PASSAGE FOR REVIEW:

------------------------------

General Information |
|
One of the most basic problems in vision is to use images to recognize that a particular object or event that we’ve never seen before belongs to a particular class of objects or events. To do this we must have a rich notion of what an object is, that can capture what is common in them. For example, chairs vary tremendously in their shape and material properties. How do we look at a chair we’ve never seen before and identify it as a chair? Accounting for this variation in recognition is largely an unsolved problem. In this course we will survey a number of approaches to representing and recognizing objects. We will draw inspiration by looking at work from philosophy, psychology, linguistics, and mathematics. However, our primary focus will be more concrete, to learn the algorithms and analytic tools that have been applied in visual object classification.
First we will study approaches based on the idea that objects can be described by a set of necessary and sufficient image properties. This has taken the form of invariant representations. We will study the advantages and limitations of geometric and photometric invariants. Second we will consider classification approaches based on powerful similarity measures. These include methods of shape comparison, deformable template matching, and lighting insensitive matching. Third we will consider methods that attempt to represent the images of classes of objects using subspaces. This includes approaches based on PCA, linear combinations, and manifold representations of classes. Fourth, we will look at approaches to building generative models of classes, including the use of hidden markov models and pattern theory. Finally, we will consider the idea of building classifiers directly, without explicit representations of the class, using methods such as support vector machines, Winnow, and naïve Bayes.
The class will alternate between lectures teaching the basic mathematical and algorithmic techniques of these methods, and student-led discussion of vision research papers that apply these techniques. It will be essential for students to have a solid understanding of basic topics in math, such as linear algebra, probability and statistics, and calculus. It will also be useful to have some knowledge of computer vision, image processing, functional analysis, stochastic processes, or geometry. In general, the more math a student knows, the easier the course will be.
Here is my current plan for the workload of the class. This may change prior to the first day of class.
1) Reports. There are 15 classes scheduled for the presentation of papers. Prior to each of these classes, students must turn in a one page summary and critique of one of the papers to be discussed. Late papers will not be accepted, since the goal of these reports is to get you to think about papers before we discuss them. However, each student need only turn in reports for 12 of these classes. 20% of grade
2) Presentation. Students will be assigned in pairs to present (usually) two papers in one class. This will be a substantial part of the grade. Presentations should be well prepared. If enrollment is low enough, students may be expected to do this twice. 20% of grade
3) Midterm and Final. These will be based on material from the lectures. 40% of grade
4) Project. Student will choose one: 20% of grade
a) Write a detailed, paper, approximately five pages in length, proposing research that extends or adapts one of the approaches discussed in class. You may choose to base this on the papers you have presented.

------------------------------

MATERIAL SHOWN:
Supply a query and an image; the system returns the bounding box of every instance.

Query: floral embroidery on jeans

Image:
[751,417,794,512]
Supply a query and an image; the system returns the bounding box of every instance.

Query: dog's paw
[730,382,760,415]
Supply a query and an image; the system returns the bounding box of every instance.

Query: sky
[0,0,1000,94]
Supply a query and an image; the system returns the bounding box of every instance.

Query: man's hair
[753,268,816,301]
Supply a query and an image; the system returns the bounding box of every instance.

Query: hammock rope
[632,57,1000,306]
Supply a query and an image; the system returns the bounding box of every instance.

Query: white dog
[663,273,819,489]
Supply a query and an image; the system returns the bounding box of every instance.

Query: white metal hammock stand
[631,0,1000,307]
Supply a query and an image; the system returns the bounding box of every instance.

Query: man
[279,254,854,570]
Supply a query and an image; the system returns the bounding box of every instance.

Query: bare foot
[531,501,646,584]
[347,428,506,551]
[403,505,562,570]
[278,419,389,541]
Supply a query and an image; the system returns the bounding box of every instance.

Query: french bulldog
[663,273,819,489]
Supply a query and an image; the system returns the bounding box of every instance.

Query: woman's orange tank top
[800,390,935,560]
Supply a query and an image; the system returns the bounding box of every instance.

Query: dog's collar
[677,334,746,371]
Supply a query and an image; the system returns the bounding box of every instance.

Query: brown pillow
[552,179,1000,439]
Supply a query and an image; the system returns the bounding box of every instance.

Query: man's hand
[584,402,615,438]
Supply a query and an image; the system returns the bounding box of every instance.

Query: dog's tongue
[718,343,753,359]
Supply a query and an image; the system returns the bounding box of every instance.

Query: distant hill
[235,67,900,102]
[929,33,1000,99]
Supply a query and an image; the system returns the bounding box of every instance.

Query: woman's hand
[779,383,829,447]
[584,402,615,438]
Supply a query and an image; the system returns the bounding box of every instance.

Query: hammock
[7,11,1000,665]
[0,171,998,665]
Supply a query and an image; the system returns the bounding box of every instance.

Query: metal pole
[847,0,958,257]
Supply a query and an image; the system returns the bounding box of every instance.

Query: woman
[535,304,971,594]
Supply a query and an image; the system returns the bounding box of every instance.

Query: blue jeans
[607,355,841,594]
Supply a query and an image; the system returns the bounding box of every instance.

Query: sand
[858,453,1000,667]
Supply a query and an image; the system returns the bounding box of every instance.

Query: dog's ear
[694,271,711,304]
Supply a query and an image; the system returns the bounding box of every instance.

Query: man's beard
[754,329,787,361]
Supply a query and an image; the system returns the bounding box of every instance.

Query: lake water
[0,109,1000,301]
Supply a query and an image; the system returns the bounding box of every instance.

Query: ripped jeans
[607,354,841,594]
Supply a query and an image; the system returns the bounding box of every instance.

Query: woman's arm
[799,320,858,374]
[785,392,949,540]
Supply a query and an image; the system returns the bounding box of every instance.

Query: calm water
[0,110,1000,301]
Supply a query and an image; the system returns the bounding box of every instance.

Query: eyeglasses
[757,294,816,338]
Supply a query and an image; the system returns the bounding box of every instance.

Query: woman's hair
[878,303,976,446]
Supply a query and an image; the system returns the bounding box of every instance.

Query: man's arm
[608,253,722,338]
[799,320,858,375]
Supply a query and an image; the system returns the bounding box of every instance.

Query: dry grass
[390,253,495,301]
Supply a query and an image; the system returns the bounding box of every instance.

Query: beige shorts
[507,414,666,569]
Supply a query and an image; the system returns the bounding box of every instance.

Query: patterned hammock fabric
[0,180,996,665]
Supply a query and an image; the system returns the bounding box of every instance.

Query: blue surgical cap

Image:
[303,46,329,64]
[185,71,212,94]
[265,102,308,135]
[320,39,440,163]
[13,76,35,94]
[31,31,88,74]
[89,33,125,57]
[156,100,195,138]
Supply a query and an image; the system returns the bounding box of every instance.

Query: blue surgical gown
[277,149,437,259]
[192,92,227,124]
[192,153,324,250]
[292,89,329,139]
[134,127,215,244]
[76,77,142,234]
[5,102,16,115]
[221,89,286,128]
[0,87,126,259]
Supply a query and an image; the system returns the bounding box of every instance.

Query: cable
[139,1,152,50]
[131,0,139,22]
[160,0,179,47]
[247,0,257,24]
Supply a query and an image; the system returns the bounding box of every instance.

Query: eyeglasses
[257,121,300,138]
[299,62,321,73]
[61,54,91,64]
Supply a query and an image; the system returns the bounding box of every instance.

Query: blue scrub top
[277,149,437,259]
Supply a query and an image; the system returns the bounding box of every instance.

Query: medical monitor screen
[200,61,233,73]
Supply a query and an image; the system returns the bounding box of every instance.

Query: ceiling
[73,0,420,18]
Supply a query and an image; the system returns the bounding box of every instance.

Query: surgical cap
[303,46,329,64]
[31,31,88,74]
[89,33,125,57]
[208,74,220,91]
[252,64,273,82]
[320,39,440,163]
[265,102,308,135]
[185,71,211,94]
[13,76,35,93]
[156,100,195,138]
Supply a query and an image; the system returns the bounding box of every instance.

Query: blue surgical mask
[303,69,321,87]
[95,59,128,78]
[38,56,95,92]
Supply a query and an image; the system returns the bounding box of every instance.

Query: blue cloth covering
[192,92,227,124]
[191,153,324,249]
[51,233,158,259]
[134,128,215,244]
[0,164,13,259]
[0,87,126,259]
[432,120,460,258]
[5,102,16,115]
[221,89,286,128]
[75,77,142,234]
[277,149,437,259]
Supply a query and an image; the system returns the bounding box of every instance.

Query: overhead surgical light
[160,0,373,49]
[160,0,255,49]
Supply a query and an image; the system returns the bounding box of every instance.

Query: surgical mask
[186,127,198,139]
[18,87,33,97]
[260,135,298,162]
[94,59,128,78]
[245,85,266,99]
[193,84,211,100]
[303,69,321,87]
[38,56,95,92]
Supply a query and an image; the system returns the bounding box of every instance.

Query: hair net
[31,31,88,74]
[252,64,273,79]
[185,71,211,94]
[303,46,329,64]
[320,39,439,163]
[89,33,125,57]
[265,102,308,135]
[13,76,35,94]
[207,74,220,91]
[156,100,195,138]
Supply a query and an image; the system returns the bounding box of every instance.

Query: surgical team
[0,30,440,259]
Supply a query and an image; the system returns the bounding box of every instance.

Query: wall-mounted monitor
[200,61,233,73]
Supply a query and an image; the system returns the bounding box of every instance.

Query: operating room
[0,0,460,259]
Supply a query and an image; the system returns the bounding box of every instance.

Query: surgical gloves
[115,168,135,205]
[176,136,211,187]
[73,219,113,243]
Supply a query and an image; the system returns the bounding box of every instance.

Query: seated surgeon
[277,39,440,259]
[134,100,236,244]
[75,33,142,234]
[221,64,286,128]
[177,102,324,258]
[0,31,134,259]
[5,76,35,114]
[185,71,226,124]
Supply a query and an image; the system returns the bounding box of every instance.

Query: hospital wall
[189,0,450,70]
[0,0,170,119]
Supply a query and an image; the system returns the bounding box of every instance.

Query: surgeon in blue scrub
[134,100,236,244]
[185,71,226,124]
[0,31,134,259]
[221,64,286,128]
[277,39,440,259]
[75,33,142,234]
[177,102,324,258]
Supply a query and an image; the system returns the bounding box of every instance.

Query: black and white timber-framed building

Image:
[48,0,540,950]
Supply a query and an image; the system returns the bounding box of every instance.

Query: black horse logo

------------------------------

ABOUT THIS EXERCISE: Pick up the course information on visual object classification after its final sentence and continue it.

ANSWER SPACE:
b) Programming project: student will implement a technique discussed in class, and apply it to some real data. This is not meant to be a research project, but something closer to an extended problem set.
The schedule below is probably overly ambitious, so expect that we won't get to a couple of these classes. Pairs of students will lead the discussion of papers, as indicated. There will probably not be enough students to lead all these classes, so I will lead discussion for any extras. Classes October 14 and 16 will have to be rescheduled, due to the International Conference on Computer Vision.
Class |
Presenters | Topic | Background Reading |
1. 9/2 | Jacobs | Introduction (view as web page). | |
2. 9/4 | Jacobs | Paper Presentation: (view
as web page).
Students must review (a) or (b). a. Women, Fire and Dangerous Things by Lakoff, Chapters 1 and 2. On reserve. b. S. Laurence and E. Margolis, ``Concepts and Cognitive Science'', in Concepts edited by E. Margolis and S. Laurence, MIT Press, 1999. On reserve. c. L. Wittgenstein, Philosophical Investigations, sections 65-78. On reserve. |
|
3.9/9
|
Jacobs | Lecture: Affine and projective geometry and invariants. |
Introduction to Projective Geometry, C.R.
Wylie, McGraw-Hill Book Co., 1970. Y. Lamdan, J. T. Schwartz, and H. J.
Wolfson. Affine invariant model-based object recognition. IEEE
Journal of Robotics and Automation, 6:578--589, 1990 I. Weiss. Geometric Invariants and
Object Recognition. Intl. J. Computer Vision, 10:207--231, 1993 J. Burns, R. Weiss, and E. Riseman, ``The
Non-Existence of General-Case View-Invariants’’, in Geometric
Invariance for Computer Vision, edited by J. Mundy and A. Zisserman,
MIT Press, 1992 Moses, Y. and Ullman, S. (1992).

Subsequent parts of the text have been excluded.